# SET EXERCISE
Which lines in the records below contain the word "upper"? Report each of those lines in full, counting only matches with the same case.

## START ENTRIES SHOWN

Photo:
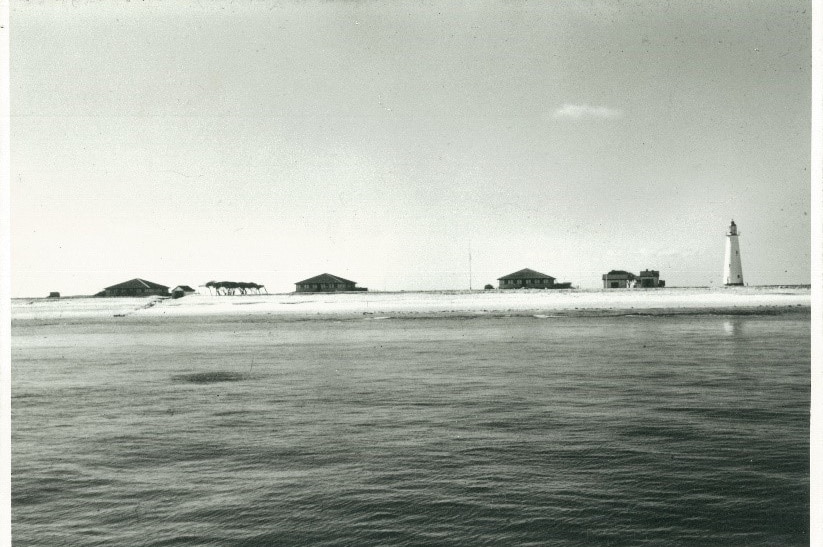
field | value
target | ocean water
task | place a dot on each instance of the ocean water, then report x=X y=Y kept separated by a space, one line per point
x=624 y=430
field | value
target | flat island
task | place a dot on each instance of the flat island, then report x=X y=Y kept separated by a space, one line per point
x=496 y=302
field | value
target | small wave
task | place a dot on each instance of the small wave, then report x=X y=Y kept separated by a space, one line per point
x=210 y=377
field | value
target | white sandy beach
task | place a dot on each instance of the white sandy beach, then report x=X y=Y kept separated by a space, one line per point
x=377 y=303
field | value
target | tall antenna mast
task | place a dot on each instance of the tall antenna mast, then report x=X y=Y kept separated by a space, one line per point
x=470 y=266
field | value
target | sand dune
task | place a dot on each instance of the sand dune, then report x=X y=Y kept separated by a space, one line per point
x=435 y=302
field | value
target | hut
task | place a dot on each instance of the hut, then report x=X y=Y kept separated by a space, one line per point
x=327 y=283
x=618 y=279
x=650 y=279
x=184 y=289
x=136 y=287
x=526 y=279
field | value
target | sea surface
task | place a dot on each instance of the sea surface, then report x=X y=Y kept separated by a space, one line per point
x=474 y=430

## END ENTRIES SHOWN
## START ENTRIES SHOWN

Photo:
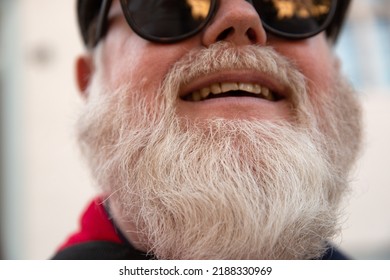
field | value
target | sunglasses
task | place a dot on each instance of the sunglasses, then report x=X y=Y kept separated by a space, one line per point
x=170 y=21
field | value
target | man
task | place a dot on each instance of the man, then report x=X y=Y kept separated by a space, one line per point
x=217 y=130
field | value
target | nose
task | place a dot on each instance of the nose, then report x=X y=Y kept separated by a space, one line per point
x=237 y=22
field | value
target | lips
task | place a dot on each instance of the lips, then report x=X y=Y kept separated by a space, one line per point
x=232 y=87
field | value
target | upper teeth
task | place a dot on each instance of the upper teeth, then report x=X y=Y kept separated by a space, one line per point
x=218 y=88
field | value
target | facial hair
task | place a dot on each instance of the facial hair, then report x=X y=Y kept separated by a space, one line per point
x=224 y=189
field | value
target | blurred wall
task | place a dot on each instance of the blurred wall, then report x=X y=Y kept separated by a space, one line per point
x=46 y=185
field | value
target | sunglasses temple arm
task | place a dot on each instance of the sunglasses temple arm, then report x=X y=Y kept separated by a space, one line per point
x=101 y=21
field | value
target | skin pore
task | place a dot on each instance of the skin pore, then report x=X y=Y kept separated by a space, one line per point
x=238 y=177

## END ENTRIES SHOWN

# PROBLEM SOLUTION
target | upper teeth
task | place a dot on each instance of the upper teeth, then report x=X y=Y kept separated by a space, one line per point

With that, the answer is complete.